Excerpt to read.

• • • •

Published on May 16, 2025 4:36 PM GMT
Phenomenology is a philosophical discipline that seeks to understand and describe human experiences as they are perceived. It always was a difficult topic to explore as people struggle to even understand what is being discussed; it does not attempt to study conscious experience the way psychology or neurology do. Instead, it seeks to determine the essential properties of experience, as in, from the point of view of the individual observer. The main limitation of the discipline is that it is not exactly a good match for the scientific method as experiences are by their nature private, and, therefore, they cannot be observed and studied experimentally, or so it seems.
The condition of being able of experience things is called sentience. A sentient mind is an entity that possesses a point-of-view that experiences and “feels” things, this is a distinct property from, for example, self-awareness. It is possible to experience things while not being self-aware, like in a dream. The opposite, on the other hand, is generally believed to be impossible, though we cannot really be sure, but it is hard to conceive what, exactly, a being that is not sentient is even supposed to be aware of.
The “atoms” of experience are called qualia, basic instances of subjective, conscious experience. Examples of qualia include, for example, the sensation of suffering that is caused by pain or loss, the smell of a flower or the redness of an apple.

• • • •

[Entries from a collection]
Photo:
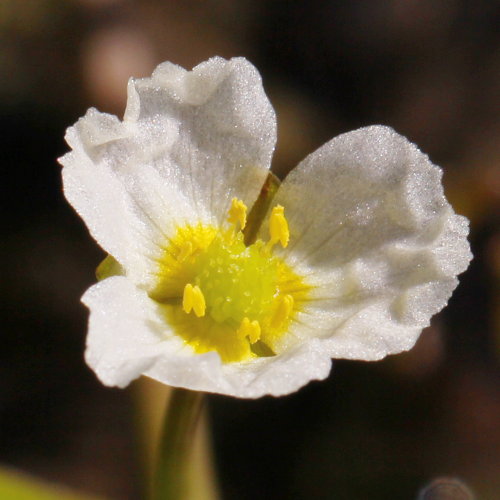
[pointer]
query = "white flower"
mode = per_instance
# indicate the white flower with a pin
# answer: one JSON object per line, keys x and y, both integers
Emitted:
{"x": 364, "y": 252}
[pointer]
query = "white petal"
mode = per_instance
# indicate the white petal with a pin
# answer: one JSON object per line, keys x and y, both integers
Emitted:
{"x": 190, "y": 141}
{"x": 124, "y": 336}
{"x": 274, "y": 376}
{"x": 373, "y": 232}
{"x": 128, "y": 336}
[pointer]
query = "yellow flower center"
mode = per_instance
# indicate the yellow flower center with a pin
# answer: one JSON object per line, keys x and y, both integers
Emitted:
{"x": 222, "y": 295}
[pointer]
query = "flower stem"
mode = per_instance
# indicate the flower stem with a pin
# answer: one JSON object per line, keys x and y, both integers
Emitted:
{"x": 180, "y": 420}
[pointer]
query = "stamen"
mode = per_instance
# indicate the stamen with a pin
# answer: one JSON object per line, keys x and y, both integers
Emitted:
{"x": 250, "y": 329}
{"x": 193, "y": 299}
{"x": 238, "y": 213}
{"x": 282, "y": 312}
{"x": 278, "y": 227}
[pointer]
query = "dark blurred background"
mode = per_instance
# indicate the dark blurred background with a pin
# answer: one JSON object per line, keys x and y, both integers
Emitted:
{"x": 430, "y": 69}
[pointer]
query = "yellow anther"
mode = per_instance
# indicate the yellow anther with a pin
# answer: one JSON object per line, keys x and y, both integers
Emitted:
{"x": 283, "y": 311}
{"x": 185, "y": 251}
{"x": 193, "y": 299}
{"x": 250, "y": 329}
{"x": 278, "y": 227}
{"x": 238, "y": 213}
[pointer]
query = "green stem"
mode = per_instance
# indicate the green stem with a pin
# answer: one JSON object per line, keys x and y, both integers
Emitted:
{"x": 176, "y": 440}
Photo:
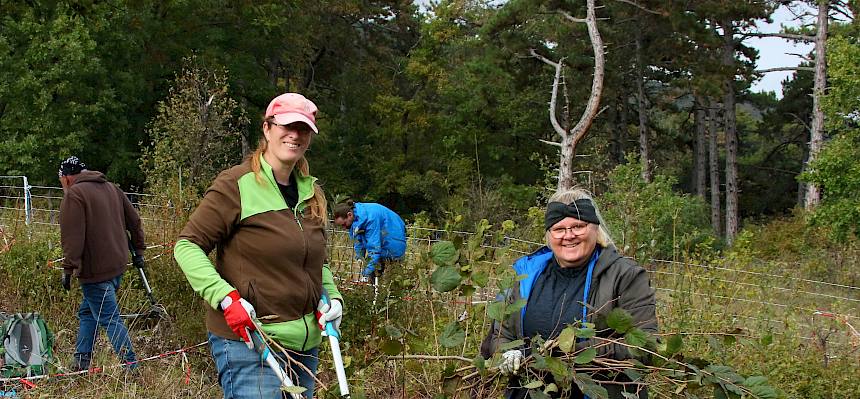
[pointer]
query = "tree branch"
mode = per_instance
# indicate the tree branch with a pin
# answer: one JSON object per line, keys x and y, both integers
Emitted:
{"x": 641, "y": 7}
{"x": 553, "y": 143}
{"x": 432, "y": 357}
{"x": 780, "y": 69}
{"x": 554, "y": 97}
{"x": 591, "y": 110}
{"x": 789, "y": 36}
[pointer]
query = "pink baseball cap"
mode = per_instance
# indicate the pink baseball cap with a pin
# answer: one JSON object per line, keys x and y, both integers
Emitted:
{"x": 293, "y": 107}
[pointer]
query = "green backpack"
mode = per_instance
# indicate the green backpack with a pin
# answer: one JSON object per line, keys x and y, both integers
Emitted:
{"x": 27, "y": 345}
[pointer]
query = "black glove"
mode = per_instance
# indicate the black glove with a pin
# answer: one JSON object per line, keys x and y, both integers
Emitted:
{"x": 67, "y": 281}
{"x": 137, "y": 261}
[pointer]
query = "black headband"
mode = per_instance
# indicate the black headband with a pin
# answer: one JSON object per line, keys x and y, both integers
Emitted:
{"x": 582, "y": 209}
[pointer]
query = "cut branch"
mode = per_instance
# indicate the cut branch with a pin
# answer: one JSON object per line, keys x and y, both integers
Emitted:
{"x": 784, "y": 69}
{"x": 553, "y": 143}
{"x": 641, "y": 7}
{"x": 789, "y": 36}
{"x": 554, "y": 97}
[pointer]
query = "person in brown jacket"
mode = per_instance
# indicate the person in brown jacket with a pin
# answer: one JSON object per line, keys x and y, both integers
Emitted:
{"x": 94, "y": 217}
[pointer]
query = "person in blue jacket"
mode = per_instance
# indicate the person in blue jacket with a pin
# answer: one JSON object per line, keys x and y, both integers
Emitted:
{"x": 378, "y": 233}
{"x": 579, "y": 276}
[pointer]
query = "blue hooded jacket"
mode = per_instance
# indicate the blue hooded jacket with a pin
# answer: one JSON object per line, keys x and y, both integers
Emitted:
{"x": 378, "y": 232}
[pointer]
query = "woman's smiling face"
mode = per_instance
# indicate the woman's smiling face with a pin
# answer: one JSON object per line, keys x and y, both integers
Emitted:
{"x": 572, "y": 241}
{"x": 286, "y": 143}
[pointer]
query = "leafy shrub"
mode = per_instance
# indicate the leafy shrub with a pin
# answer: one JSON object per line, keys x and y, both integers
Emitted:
{"x": 650, "y": 220}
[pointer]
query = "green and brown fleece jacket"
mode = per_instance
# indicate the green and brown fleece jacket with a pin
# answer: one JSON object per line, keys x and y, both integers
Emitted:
{"x": 270, "y": 253}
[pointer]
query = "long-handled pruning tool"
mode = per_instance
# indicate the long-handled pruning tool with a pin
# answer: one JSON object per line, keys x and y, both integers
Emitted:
{"x": 156, "y": 311}
{"x": 334, "y": 340}
{"x": 265, "y": 352}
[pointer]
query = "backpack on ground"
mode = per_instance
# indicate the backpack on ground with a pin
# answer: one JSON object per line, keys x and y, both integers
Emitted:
{"x": 27, "y": 345}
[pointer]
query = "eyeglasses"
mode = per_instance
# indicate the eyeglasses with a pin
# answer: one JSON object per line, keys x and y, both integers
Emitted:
{"x": 297, "y": 126}
{"x": 561, "y": 232}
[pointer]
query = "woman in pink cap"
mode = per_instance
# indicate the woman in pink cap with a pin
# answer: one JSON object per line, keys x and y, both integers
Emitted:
{"x": 266, "y": 217}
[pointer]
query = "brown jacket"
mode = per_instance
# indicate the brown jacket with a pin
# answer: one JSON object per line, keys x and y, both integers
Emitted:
{"x": 269, "y": 252}
{"x": 94, "y": 218}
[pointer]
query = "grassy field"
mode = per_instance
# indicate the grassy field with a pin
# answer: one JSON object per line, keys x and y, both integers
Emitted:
{"x": 783, "y": 303}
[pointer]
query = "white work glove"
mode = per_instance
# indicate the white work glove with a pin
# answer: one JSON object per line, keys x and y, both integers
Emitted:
{"x": 511, "y": 361}
{"x": 330, "y": 312}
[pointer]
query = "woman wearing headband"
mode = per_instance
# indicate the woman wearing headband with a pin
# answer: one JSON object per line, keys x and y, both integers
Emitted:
{"x": 577, "y": 276}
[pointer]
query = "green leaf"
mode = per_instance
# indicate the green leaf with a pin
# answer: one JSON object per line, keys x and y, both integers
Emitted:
{"x": 480, "y": 279}
{"x": 451, "y": 383}
{"x": 567, "y": 339}
{"x": 452, "y": 336}
{"x": 511, "y": 345}
{"x": 632, "y": 374}
{"x": 516, "y": 306}
{"x": 467, "y": 290}
{"x": 444, "y": 253}
{"x": 755, "y": 380}
{"x": 763, "y": 392}
{"x": 392, "y": 331}
{"x": 391, "y": 348}
{"x": 479, "y": 362}
{"x": 636, "y": 337}
{"x": 538, "y": 395}
{"x": 294, "y": 389}
{"x": 496, "y": 311}
{"x": 589, "y": 387}
{"x": 558, "y": 369}
{"x": 585, "y": 332}
{"x": 585, "y": 356}
{"x": 759, "y": 388}
{"x": 445, "y": 279}
{"x": 533, "y": 384}
{"x": 619, "y": 320}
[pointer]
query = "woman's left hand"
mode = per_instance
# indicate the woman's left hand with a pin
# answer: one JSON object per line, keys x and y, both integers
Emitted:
{"x": 332, "y": 312}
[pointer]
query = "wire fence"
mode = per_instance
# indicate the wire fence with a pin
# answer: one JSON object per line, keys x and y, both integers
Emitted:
{"x": 736, "y": 296}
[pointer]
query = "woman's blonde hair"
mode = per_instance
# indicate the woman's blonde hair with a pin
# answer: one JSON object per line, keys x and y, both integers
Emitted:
{"x": 317, "y": 204}
{"x": 577, "y": 193}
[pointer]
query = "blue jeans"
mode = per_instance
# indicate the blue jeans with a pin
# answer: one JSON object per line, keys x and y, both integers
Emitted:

• • • •

What to produce. Please extract the stretch of the phenomenology text from "The condition of" through "be aware of.". The items are not needed for this.

Result of this exercise.
The condition of being able of experience things is called sentience. A sentient mind is an entity that possesses a point-of-view that experiences and “feels” things, this is a distinct property from, for example, self-awareness. It is possible to experience things while not being self-aware, like in a dream. The opposite, on the other hand, is generally believed to be impossible, though we cannot really be sure, but it is hard to conceive what, exactly, a being that is not sentient is even supposed to be aware of.